- [MATERIAL PROVIDED]
----

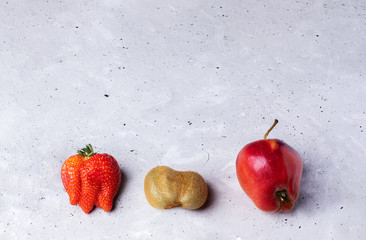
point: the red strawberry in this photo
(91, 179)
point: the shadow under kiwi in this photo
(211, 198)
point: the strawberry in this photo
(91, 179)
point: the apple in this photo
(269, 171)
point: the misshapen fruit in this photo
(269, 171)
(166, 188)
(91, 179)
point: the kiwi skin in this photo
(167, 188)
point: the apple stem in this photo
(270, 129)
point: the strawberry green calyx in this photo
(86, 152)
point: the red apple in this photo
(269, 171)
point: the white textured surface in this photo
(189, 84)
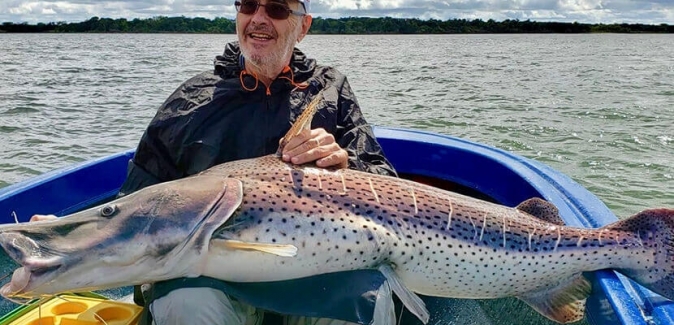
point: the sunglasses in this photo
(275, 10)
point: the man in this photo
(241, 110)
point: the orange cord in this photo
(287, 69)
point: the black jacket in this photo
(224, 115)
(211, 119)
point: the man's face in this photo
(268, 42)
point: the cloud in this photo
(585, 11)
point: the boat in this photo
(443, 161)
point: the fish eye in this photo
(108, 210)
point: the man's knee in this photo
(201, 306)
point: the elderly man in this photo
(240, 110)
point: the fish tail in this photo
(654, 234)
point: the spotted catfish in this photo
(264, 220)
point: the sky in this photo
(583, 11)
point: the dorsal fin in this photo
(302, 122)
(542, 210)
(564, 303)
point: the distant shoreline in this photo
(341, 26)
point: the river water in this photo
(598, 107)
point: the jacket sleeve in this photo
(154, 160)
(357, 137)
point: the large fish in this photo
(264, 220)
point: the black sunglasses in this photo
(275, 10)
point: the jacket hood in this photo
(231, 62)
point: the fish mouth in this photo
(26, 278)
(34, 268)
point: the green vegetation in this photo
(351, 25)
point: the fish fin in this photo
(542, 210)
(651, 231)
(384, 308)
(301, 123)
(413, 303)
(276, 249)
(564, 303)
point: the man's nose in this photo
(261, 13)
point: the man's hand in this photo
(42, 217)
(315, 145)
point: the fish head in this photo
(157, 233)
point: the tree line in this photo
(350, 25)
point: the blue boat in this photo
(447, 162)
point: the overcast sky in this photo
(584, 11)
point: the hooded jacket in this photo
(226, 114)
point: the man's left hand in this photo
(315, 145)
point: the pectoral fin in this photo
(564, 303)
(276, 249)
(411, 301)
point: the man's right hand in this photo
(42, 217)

----

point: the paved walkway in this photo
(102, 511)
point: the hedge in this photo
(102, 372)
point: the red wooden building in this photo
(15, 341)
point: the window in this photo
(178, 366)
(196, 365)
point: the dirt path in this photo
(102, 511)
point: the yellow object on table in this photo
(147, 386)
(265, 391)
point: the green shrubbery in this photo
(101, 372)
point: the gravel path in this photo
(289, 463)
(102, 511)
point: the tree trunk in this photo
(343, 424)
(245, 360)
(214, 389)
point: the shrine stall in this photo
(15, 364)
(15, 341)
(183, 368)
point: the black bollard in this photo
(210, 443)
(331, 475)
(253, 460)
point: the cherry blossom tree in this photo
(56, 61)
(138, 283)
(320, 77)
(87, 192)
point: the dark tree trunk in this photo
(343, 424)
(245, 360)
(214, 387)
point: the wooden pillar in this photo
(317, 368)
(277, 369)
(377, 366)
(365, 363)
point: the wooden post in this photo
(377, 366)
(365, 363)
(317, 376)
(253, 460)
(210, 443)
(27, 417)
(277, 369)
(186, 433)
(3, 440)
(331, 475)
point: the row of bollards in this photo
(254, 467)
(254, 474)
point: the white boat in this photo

----

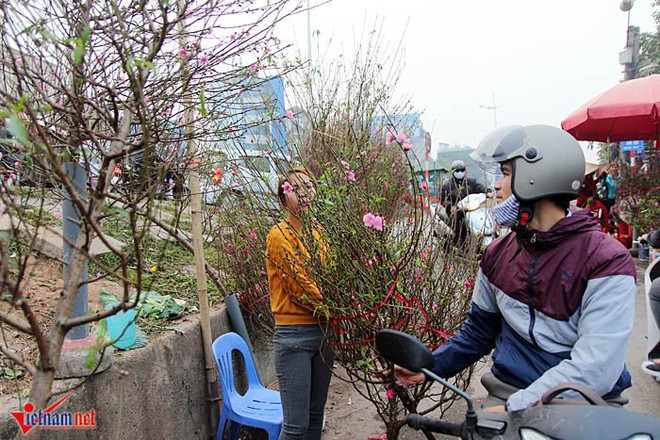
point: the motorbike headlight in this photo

----

- [WORK TO COMPLETE] Collect every line in the rows above that contains the word "boat", and copy each one unchanged.

- [RESULT OF THIS EXERCISE]
point: the boat in this photo
point: the blue boat in this photo
point: the white boat in this photo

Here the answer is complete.